[What is expected]: Return every record in full. Match each one exactly.

Records excerpted from a collection
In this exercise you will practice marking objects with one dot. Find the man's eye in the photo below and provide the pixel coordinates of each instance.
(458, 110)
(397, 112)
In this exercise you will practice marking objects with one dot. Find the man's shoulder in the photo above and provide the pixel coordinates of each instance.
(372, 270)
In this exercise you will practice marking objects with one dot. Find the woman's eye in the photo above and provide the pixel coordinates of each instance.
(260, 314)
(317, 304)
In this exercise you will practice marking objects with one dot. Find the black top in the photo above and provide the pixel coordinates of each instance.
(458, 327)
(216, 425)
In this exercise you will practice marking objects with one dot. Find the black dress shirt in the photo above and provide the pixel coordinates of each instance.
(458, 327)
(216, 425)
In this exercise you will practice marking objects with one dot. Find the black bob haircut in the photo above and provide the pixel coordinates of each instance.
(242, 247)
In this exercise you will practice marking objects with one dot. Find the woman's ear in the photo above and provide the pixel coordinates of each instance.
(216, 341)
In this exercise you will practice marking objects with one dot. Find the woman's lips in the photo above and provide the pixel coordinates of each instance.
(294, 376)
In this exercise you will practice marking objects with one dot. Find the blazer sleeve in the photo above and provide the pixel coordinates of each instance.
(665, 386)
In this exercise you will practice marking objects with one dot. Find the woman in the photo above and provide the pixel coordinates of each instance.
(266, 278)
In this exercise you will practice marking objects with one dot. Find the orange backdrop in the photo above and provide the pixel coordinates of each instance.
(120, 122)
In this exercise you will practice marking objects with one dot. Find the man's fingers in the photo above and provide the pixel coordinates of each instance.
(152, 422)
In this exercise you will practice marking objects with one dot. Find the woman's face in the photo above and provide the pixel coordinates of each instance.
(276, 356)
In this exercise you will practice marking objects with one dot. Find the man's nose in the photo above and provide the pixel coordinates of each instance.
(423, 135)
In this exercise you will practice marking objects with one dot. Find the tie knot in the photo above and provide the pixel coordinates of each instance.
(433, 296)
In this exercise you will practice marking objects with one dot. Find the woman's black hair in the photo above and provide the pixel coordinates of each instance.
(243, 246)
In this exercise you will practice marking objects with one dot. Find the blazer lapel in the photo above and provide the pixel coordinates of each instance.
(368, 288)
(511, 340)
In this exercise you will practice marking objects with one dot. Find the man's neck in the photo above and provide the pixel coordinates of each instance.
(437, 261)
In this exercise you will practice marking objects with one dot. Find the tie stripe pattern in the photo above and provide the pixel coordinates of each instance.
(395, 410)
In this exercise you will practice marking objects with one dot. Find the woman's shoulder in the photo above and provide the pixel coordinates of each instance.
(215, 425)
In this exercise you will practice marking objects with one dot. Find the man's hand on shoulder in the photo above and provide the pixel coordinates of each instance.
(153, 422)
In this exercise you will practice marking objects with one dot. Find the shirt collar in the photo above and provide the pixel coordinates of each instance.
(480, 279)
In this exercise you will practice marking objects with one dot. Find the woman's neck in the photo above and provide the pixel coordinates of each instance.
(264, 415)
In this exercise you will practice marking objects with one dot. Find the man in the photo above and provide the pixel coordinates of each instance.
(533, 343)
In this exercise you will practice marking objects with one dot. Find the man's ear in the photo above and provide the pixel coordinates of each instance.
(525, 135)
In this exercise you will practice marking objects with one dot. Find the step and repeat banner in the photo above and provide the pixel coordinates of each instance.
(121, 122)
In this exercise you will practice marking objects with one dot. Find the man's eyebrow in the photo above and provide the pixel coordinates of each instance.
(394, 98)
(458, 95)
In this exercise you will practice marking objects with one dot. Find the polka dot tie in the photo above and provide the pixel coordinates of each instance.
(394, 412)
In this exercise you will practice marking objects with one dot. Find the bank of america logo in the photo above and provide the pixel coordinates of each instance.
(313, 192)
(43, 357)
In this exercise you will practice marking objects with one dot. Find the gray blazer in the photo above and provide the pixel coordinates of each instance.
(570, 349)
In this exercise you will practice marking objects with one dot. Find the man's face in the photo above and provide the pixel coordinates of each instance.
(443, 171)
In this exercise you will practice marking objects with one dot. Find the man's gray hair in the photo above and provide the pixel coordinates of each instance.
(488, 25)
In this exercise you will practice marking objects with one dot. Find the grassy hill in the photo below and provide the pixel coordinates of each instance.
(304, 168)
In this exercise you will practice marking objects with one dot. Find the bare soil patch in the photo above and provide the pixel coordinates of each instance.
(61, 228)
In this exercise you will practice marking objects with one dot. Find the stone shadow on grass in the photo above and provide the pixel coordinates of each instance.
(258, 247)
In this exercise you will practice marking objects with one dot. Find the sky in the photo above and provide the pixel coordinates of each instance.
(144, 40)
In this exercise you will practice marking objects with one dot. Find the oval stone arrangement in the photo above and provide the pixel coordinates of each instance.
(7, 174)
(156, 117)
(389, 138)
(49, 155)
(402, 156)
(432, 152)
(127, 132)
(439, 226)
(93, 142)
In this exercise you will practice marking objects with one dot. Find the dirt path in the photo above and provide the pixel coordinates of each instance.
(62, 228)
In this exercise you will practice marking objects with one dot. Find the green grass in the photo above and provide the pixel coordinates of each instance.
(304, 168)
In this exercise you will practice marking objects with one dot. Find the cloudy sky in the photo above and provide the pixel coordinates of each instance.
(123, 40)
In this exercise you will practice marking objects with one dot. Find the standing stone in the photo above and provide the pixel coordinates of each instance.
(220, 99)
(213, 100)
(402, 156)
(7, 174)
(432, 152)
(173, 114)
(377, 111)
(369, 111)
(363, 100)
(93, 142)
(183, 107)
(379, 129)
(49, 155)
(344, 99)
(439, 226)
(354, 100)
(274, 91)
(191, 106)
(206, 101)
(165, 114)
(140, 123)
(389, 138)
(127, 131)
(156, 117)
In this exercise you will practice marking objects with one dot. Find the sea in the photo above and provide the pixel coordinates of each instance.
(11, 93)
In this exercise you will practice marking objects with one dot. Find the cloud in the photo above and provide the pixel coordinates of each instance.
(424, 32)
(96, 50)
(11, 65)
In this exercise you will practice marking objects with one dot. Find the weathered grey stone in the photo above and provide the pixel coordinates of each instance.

[Answer]:
In this exercise you will practice marking objects with one dot. Find the man's eye in the photo below and provide the pixel coordinates of each instance.
(458, 110)
(397, 112)
In this exercise you will practice marking objects with one dot. Find the man's shoulder in the photo above and provide the pixel coordinates of each instance.
(372, 270)
In this exercise you will practice marking objects with one dot. Find the woman's eye in the photo above and provide the pixel coordinates of each instance.
(260, 314)
(317, 304)
In this exercise you will practice marking objects with one dot. Find the black top in the photo above and provide the pixel coordinates of each instance.
(458, 327)
(216, 425)
In this exercise you will practice marking objects with one dot. Find the black dress shirt in the photo above and provide the pixel coordinates of each instance.
(458, 327)
(216, 425)
In this exercise you will practice marking objects with one dot. Find the black bob haircut in the photo above and provide the pixel coordinates of each instance.
(242, 247)
In this exercise you will practice marking objects with one dot. Find the woman's ear in the photo above and provide the pixel coordinates of each instance.
(216, 341)
In this exercise you will practice marking objects with one dot. Find the woman's lips in the photo above and provide the pixel coordinates of each instance.
(294, 376)
In this exercise you will practice marking objects with one dot. Find the blazer sleeve in the photo above and provide the pixel coordinates of each instance.
(665, 386)
In this exercise you will practice marking objects with one dot. Find the woman in the photo above and provide the pixel coordinates of each instance.
(266, 278)
In this exercise you will practice marking objects with one dot. Find the orange backdrop in the photo above and provide the pixel coordinates of each instance.
(120, 122)
In this exercise you will practice marking objects with one dot. Find the man's fingers in the photo above and provide the pixel coordinates of each instance.
(152, 422)
In this exercise you will practice marking objects with one dot. Find the woman's face in the photo above and provide the pixel coordinates of each instance.
(276, 356)
In this exercise you will practice marking objects with one dot. Find the man's nose in the photo above and provide the pixel coordinates of each instance.
(423, 135)
In this exercise you will practice marking objects with one dot. Find the tie knot in the photo above and provide the pixel coordinates of each instance.
(433, 296)
In this exercise you will practice marking objects with one dot. Find the woman's black hair in the photo above and provide the pixel coordinates of each instance.
(243, 246)
In this exercise you will practice marking objects with one dot. Find the blazer lapel in the photo above and provide the pixel coordinates of each instance.
(368, 288)
(511, 340)
In this exercise you will practice marking objects with one dot. Find the man's neck in the photo above and provide the pixel coordinates of each instance.
(437, 261)
In this exercise you will practice marking objects with one dot. Find the tie stripe pattern in the photo above and provide the pixel coordinates of each instance.
(395, 410)
In this exercise you will practice marking objects with one dot. Find the woman's shoulder in the photo above and provide the pixel coordinates of each instance.
(215, 425)
In this exercise you will practice marking objects with one dot. Find the man's hand on shoulder in the photo above and provide the pixel coordinates of each instance.
(153, 422)
In this exercise you will practice marking objects with one dot. Find the shirt collar in the photo above and provide the pixel coordinates of each instance.
(480, 279)
In this exercise you will practice marking objects with one dot. Find the woman's neck in the photo above and provide the pixel coordinates of each instance.
(264, 415)
In this exercise you will practice marking objects with one dot. Find the man in the photo above and provide the pixel coordinates of each instance.
(533, 343)
In this exercise you will practice marking objects with one dot. Find the man's ear in the photo above and provide the pixel coordinates of each instance.
(525, 135)
In this exercise you will practice marking objects with one dot. Find the step and repeat banner in the photo above and provide the pixel coordinates of each instance.
(121, 122)
In this exercise you will practice marking objects with one dot. Find the man's eyebrow in the photo above and provide the pixel coordinates of each instance.
(394, 98)
(458, 95)
In this exercise you will practice marking objects with one dot. Find the polka dot tie in the photo above and provide the pixel coordinates of each instance.
(394, 412)
In this exercise you will practice marking objects with one dot. Find the bank of america logo in the photo above and provide the pixel coordinates of each instance.
(313, 192)
(43, 357)
In this exercise you will practice marking objects with one dot. Find the gray blazer in the photo above and provide the pixel coordinates of each instance.
(570, 349)
In this exercise you will practice marking objects with one dot. Find the man's face in the photo above and provide the pixel coordinates of each instance.
(443, 171)
In this exercise you will practice marking objects with one dot. Find the man's gray hair in the photo above and provide the pixel coordinates of each instance.
(488, 25)
In this exercise you will practice marking objects with one dot. Find the grassy hill in the photo below and provide the pixel coordinates of each instance.
(304, 168)
In this exercise you will practice marking objects with one dot. Find the bare soil patch in the photo above and provide the pixel coordinates of each instance.
(61, 228)
In this exercise you will practice marking objects with one dot. Find the stone shadow on grass in the photo above and provide the pixel coordinates of each instance.
(258, 247)
In this exercise you will practice marking objects with one dot. Find the sky in the photo above and provide the pixel coordinates of each instance.
(144, 40)
In this exercise you will practice marking objects with one dot. Find the oval stone arrangement in the photo above and provide the pixel coordinates of each instance.
(7, 174)
(156, 117)
(389, 138)
(49, 155)
(402, 156)
(432, 152)
(127, 132)
(439, 226)
(93, 142)
In this exercise you will practice marking objects with one dot. Find the dirt path in the photo above and provide the pixel coordinates of each instance.
(62, 228)
In this exercise you will practice marking objects with one dot. Find the green grass in the photo above and provide the pixel coordinates of each instance.
(304, 168)
In this exercise you will practice marking objects with one dot. Find the cloudy sky in the photo above and provide the pixel coordinates of each instance.
(123, 40)
In this exercise you will practice marking objects with one dot. Find the standing stone in the photo above and provide the pixel coordinates of each instance.
(220, 99)
(213, 100)
(402, 156)
(7, 174)
(432, 152)
(173, 114)
(377, 111)
(369, 111)
(363, 100)
(93, 142)
(183, 107)
(379, 129)
(49, 155)
(344, 99)
(439, 226)
(354, 100)
(274, 91)
(191, 106)
(206, 101)
(165, 114)
(140, 123)
(389, 138)
(127, 131)
(156, 117)
In this exercise you will practice marking objects with one dot. Find the sea in the photo above and provide the pixel coordinates of each instance.
(11, 93)
In this exercise you will practice marking objects with one dot. Find the cloud in the photo above and provide the pixel coordinates of each instance.
(424, 32)
(96, 50)
(11, 65)
In this exercise you will practice marking objects with one dot. Find the weathered grey stone in the photo above and provide the pixel coordinates of each instance.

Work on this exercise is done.